What the exercise asks: Extract each record and reproduce it exactly.

Records for the task:
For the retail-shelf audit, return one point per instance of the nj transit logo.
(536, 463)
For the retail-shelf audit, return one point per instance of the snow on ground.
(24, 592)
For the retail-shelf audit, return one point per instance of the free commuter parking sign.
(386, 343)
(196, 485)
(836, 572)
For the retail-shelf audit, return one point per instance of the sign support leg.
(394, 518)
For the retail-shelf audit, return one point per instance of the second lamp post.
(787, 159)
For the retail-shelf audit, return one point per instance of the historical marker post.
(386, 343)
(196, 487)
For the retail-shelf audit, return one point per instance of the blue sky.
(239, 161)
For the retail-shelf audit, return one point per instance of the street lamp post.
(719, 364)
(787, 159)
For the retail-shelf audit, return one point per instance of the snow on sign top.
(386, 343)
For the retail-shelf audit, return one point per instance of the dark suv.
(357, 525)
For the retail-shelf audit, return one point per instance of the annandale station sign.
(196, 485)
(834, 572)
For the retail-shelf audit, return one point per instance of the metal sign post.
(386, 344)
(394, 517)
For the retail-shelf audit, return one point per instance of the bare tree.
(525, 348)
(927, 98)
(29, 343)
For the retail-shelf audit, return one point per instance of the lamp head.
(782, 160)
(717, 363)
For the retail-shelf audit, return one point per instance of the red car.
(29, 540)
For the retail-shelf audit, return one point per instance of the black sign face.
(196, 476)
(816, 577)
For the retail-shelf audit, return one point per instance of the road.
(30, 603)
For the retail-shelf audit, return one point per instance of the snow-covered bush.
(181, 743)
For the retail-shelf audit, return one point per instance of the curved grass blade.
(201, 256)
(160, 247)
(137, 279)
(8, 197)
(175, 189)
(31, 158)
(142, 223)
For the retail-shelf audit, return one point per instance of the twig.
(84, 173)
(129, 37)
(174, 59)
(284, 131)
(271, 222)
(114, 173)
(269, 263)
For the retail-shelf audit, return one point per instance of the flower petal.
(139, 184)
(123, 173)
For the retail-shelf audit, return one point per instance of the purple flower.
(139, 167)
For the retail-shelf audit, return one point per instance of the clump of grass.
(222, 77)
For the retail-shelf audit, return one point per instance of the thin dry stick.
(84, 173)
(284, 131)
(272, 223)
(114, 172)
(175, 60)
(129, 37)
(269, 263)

Finished exercise:
For the retail-shelf audit, return one point per instance of the nj transit logo.
(536, 463)
For the retail-shelf audit, return one point per instance of the snow on ground.
(24, 592)
For the retail-shelf audit, return one point per instance of the free commuter parking sign.
(386, 343)
(196, 485)
(836, 572)
For the retail-shelf audit, return one point per instance of the sign support leg.
(394, 518)
For the retail-shelf audit, return one point per instance of the second lamp post.
(787, 159)
For the retail-shelf audit, return one point per instance of the historical marker post.
(386, 343)
(196, 487)
For the retail-shelf audit, return one point per instance of the blue sky.
(239, 161)
For the retail-shelf audit, return one point per instance of the street lamp post.
(719, 364)
(787, 159)
For the retail-shelf audit, return one point per instance of the snow on sign top.
(386, 343)
For the retail-shelf audit, return one point per instance of the dark suv.
(357, 525)
For the retail-shelf audit, return one point per instance of the annandale station sign.
(196, 485)
(834, 572)
For the retail-shelf audit, return one point per instance of the metal sign post.
(386, 344)
(394, 517)
For the retail-shelf audit, return one point per instance of the bare tree.
(525, 348)
(927, 98)
(29, 343)
For the retail-shelf audit, return one point per instance of the lamp head.
(782, 160)
(717, 363)
For the retail-shelf audit, return one point per instance of the red car.
(29, 540)
For the retail-shelf audit, return one point per instance of the black sign face.
(196, 476)
(816, 577)
For the retail-shelf audit, return one point per instance of the road.
(30, 603)
For the retail-shelf audit, return one point per instance of the snow-covered bush.
(181, 743)
For the retail-shelf audit, return one point per instance of the curved grass blade.
(201, 256)
(160, 247)
(137, 279)
(8, 197)
(175, 189)
(31, 158)
(142, 223)
For the retail-shelf audit, return one point per instance of the twig.
(84, 173)
(129, 37)
(174, 59)
(284, 131)
(271, 222)
(114, 173)
(269, 263)
For the retail-shelf audit, return one point per instance of the flower petal.
(139, 184)
(123, 173)
For the retail-shelf audit, return one point per instance of the purple flower.
(139, 167)
For the retail-shelf audit, return one point per instance of the clump of grass.
(222, 77)
For the retail-shelf audit, return one point per instance of the thin dry stick.
(84, 173)
(284, 131)
(272, 223)
(114, 172)
(175, 60)
(129, 37)
(269, 263)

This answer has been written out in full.